PAGE EXTRACT
------
2006-09-21 Thread Alexander Klimov
On Wed, 20 Sep 2006, Steven M. Bellovin wrote:
> http://www.newsday.com/news/printedition/stories/ny-wocode184896831sep18,0,7091966,print.story
>
> That isn't supposed to be possible these days...

It is not clear that with modern technology interception is
impossible, at least during Second Gulf War the reports about
SIGINT against US were quite convincing:

 


> (I regard it as more
> likely that they were doing traffic analysis and direction-finding than
> actually cracking the ciphers.)

IIUC, spread-spectrum communication is not much stronger than the
background noise, and thus the traffic analysis is not that easy
either.

My guess that at least some information was leaked due to cellular
phones (the solders were routinely calling their families).

"Besides radio transmissions, the official said Hezbollah also
 monitored cell phone calls among Israeli troops. But cell phones are
 usually easier to intercept than military radio, and officials said
 Israeli forces were under strict orders not to divulge sensitive
 information over the phone."
------
(Stored items)

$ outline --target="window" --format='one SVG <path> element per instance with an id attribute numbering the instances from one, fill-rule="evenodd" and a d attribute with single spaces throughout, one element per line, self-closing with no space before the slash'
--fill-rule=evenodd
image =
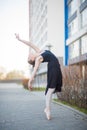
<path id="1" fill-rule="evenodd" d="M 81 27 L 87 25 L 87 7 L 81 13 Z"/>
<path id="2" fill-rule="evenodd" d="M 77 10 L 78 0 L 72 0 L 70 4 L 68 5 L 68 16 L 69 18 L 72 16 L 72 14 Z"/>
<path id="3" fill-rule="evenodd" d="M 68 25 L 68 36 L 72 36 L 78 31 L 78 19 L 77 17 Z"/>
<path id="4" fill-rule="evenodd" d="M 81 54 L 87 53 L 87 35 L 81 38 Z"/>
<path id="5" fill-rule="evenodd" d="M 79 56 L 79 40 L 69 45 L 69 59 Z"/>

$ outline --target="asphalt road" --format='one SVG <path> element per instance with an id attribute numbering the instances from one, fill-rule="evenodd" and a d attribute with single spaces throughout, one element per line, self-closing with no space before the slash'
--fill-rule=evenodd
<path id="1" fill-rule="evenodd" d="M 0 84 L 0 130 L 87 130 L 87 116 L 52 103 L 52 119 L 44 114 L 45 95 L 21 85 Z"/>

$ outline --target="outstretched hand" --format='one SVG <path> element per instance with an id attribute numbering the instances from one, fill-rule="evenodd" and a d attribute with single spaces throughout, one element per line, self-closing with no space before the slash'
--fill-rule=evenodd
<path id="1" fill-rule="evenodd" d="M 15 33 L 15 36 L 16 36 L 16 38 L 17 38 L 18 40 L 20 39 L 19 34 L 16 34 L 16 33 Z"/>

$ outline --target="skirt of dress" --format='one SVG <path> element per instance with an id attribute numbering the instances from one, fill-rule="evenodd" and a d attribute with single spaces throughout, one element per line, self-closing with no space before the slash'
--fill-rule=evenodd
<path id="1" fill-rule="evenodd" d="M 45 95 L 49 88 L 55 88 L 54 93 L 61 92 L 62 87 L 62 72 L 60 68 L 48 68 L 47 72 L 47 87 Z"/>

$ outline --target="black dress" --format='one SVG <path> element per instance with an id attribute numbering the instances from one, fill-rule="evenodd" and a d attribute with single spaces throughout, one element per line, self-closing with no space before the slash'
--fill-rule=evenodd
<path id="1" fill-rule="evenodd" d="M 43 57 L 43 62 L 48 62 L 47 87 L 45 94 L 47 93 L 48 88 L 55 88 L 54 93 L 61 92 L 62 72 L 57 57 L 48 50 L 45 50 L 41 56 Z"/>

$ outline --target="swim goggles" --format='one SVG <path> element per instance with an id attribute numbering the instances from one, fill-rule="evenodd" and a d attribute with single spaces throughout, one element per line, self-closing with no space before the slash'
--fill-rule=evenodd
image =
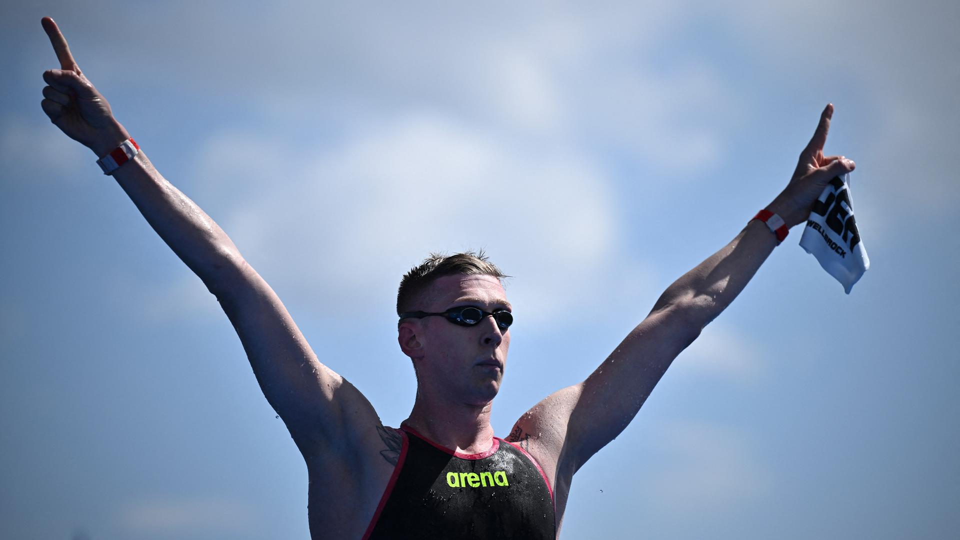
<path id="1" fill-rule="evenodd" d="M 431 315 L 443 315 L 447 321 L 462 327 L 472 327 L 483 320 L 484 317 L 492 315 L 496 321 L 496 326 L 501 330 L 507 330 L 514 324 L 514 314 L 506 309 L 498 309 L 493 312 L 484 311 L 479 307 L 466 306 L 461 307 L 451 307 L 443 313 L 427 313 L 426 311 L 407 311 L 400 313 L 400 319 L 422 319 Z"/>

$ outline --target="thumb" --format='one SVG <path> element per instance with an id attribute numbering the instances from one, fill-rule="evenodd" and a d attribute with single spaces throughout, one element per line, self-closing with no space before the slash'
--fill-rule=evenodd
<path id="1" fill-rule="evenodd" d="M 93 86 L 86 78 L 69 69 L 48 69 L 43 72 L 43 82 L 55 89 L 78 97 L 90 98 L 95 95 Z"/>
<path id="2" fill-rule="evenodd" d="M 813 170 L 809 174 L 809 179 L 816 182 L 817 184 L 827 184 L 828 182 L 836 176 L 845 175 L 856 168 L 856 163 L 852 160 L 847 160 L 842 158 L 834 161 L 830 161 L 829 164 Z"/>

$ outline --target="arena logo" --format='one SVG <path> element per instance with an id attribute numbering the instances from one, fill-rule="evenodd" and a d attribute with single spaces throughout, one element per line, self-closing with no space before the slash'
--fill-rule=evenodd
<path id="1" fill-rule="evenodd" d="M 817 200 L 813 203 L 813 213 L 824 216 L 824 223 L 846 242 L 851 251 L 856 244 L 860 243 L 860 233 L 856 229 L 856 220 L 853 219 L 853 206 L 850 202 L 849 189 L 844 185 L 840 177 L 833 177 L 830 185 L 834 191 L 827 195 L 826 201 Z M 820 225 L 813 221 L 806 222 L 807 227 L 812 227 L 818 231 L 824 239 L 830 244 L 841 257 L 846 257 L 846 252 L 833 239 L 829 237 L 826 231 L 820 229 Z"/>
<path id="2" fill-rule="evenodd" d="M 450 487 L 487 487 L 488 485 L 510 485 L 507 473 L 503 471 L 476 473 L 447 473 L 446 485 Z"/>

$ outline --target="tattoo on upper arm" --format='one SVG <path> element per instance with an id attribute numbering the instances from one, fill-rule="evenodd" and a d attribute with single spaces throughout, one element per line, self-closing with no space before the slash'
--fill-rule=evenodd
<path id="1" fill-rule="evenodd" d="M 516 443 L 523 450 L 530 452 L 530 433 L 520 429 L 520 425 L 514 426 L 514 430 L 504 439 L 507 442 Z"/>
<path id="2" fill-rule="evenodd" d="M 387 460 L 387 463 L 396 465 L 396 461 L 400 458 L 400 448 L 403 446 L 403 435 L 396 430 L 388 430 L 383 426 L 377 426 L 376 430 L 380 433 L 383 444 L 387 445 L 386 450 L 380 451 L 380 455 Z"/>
------
WORK TO DO
Reproduce the entire mailing-list reply about intercepting military communications, shown above, word for word.

RESPONSE FOR THIS EXERCISE
2006-09-21 Thread Alexander Klimov
On Wed, 20 Sep 2006, Steven M. Bellovin wrote:
> http://www.newsday.com/news/printedition/stories/ny-wocode184896831sep18,0,7091966,print.story
>
> That isn't supposed to be possible these days...

It is not clear that with modern technology interception is
impossible, at least during Second Gulf War the reports about
SIGINT against US were quite convincing:

 


> (I regard it as more
> likely that they were doing traffic analysis and direction-finding than
> actually cracking the ciphers.)

IIUC, spread-spectrum communication is not much stronger than the
background noise, and thus the traffic analysis is not that easy
either.

My guess that at least some information was leaked due to cellular
phones (the solders were routinely calling their families).

"Besides radio transmissions, the official said Hezbollah also
 monitored cell phone calls among Israeli troops. But cell phones are
 usually easier to intercept than military radio, and officials said
 Israeli forces were under strict orders not to divulge sensitive
 information over the phone."